> SET TASK
Reproduce all of the data below, switching each "photo" to "image" and keeping everything else the same. Omit the pictures from your answer.

[A run of records]
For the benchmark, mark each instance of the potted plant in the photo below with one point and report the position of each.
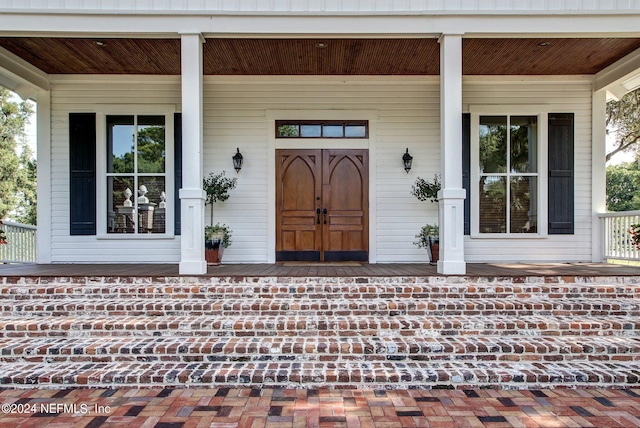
(3, 236)
(634, 230)
(216, 238)
(429, 236)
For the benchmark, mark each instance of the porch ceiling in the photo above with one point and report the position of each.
(236, 56)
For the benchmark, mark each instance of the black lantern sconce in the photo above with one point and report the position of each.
(407, 159)
(237, 161)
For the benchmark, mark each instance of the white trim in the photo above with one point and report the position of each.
(598, 173)
(319, 143)
(620, 77)
(44, 176)
(20, 76)
(102, 111)
(542, 112)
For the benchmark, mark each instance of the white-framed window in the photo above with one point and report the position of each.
(135, 173)
(508, 171)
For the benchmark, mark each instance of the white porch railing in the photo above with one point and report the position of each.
(617, 239)
(21, 246)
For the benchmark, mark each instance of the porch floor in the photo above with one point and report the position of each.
(323, 270)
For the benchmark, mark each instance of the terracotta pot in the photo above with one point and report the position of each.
(434, 250)
(213, 251)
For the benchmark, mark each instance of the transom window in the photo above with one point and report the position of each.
(136, 174)
(321, 129)
(508, 174)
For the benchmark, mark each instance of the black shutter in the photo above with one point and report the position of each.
(82, 160)
(561, 174)
(177, 159)
(466, 169)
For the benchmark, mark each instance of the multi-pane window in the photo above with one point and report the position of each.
(321, 129)
(508, 174)
(136, 174)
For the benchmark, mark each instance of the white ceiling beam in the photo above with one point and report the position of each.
(620, 77)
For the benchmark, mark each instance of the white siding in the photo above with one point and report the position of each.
(83, 96)
(408, 117)
(315, 6)
(559, 98)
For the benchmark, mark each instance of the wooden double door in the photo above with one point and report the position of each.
(322, 206)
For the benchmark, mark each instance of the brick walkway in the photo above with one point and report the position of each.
(176, 408)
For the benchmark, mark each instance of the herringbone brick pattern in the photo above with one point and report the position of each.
(282, 408)
(320, 332)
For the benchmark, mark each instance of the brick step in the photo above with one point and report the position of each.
(190, 349)
(317, 288)
(276, 307)
(348, 374)
(299, 325)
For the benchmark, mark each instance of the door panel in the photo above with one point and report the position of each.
(346, 197)
(322, 205)
(299, 185)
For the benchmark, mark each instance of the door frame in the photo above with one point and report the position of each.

> SOLUTION TO THE EXERCISE
For the benchmark, mark each instance of the potted plant in the image below with one point and report the position of each.
(3, 236)
(634, 230)
(216, 238)
(429, 236)
For the benchmark, mark each instance of the porch ceiling in the image above with one point and report the position of each.
(236, 56)
For the benchmark, mark each instance of the black lantern sconce in the image above with one point and report the position of each.
(407, 159)
(237, 161)
For the benchmark, mark each instance of the white trim in the image above with one point and report the position of each.
(598, 173)
(319, 143)
(620, 77)
(44, 176)
(20, 76)
(102, 111)
(542, 112)
For the benchmark, mark each instance of the white-framed window in the image above with one point and report the position of each.
(135, 173)
(508, 171)
For the benchmark, mark each instance of the white porch railing in the image above with one point and report the position of each.
(617, 239)
(21, 246)
For the benchmark, mark each instance of the porch floor in the image above with one point and report the position of each.
(323, 270)
For the benchmark, mark each instance of the terracotta pot in the image above with one point and report the position of each.
(434, 250)
(213, 251)
For the benchmark, mark each instance of the transom window in the image above with one point and report the position of each.
(136, 174)
(321, 129)
(508, 174)
For the benchmark, mark each instance of the black shutter in the image above with one point and report the position of each.
(82, 160)
(561, 174)
(177, 159)
(466, 169)
For the benchmark, mark each instance of the multi-pane window in the image above with one point and report the position of each.
(321, 129)
(508, 174)
(136, 174)
For the benchmark, mark each instance of the white ceiling beam in the image above with one point and report the position of each.
(620, 77)
For the benchmark, mark each instance of the white siding in the image above with one point and report the position of each.
(83, 96)
(408, 117)
(315, 6)
(559, 98)
For the benchmark, mark each instance of the wooden double door in the image above with one point and report the position of each.
(322, 206)
For the benchmark, mark each instance of the brick walkway in the image above with one point and report the position of each.
(176, 408)
For the benchmark, mark each instance of the herringbone brick pattern in the image above with one point and report the position of each.
(282, 408)
(320, 332)
For the benchmark, mark each instance of the brick step in the image above with one point and report the position of each.
(190, 349)
(317, 288)
(276, 307)
(348, 374)
(299, 325)
For the benchmark, mark each instance of the door panel in the image above with one point and report the position of each.
(346, 197)
(322, 205)
(299, 185)
For the benchmark, mark each instance of the door frame in the image above with one point and report the position of each.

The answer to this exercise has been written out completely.